#### The task
Please copy out every one of the lines below, keeping each one unchanged.

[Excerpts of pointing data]
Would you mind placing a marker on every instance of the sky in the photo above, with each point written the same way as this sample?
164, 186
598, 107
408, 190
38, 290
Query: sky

#### Result
Would you mind placing a marker on every instance of the sky in the photo above, with each point written the same way as this sample?
164, 186
598, 107
408, 190
38, 290
Query: sky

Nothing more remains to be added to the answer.